Copy the data from the line containing "cream, it would be much appreciated." through the line containing "M 137 255 L", both included. Multiply every path coordinate by 1.55 and round to whole numbers, with halves rounded up. Return only those lines and leave the pictures out.
=== DATA EXTRACT ===
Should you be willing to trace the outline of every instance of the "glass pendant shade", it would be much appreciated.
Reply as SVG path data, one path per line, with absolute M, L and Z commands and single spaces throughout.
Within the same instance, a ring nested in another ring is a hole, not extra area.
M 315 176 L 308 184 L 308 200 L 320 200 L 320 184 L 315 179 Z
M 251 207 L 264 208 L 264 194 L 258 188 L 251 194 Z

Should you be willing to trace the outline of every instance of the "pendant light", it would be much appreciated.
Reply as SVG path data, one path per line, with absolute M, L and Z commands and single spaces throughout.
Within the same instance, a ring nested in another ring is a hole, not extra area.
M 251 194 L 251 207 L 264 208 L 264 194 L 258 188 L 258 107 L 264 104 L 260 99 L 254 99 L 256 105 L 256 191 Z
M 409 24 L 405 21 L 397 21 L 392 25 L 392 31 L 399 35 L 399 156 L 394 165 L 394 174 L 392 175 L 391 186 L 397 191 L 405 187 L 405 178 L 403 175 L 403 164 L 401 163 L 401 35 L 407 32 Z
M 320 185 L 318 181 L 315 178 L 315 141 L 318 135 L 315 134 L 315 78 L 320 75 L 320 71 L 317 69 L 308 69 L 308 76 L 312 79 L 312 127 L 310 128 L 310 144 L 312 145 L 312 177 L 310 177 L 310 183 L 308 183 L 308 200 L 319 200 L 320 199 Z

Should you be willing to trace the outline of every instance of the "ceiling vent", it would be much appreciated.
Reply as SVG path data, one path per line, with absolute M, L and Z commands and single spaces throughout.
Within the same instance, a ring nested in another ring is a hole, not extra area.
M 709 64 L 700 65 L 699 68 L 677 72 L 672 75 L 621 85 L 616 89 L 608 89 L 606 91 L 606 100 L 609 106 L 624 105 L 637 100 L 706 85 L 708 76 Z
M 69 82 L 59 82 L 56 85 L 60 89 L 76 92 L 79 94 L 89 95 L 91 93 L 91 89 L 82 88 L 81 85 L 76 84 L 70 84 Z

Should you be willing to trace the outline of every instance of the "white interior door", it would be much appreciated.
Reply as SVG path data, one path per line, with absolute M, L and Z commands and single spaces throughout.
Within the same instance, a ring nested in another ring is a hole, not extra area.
===
=== DATA EXTRACT ===
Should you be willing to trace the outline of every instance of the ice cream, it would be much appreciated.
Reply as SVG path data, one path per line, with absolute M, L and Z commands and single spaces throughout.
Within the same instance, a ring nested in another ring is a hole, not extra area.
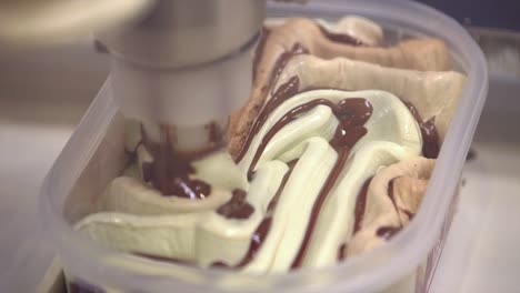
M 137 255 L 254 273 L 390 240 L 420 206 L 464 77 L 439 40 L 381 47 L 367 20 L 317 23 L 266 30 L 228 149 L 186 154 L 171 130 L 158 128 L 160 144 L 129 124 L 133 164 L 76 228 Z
===
**THE REPLY**
Should you be willing to trace the outline of every instance of the ice cream, it would be much appreciated.
Reply as SVG path data, one path per line, with absolute M, L and Z commands and single spaces throughout.
Within the same instance, a ring nested in another ring is a hole, not extra area.
M 212 395 L 394 423 L 605 372 L 651 319 L 719 119 L 680 62 L 591 73 L 569 31 L 491 36 L 412 47 L 353 231 L 288 239 L 265 202 L 245 198 L 248 223 L 200 192 L 206 254 L 118 353 Z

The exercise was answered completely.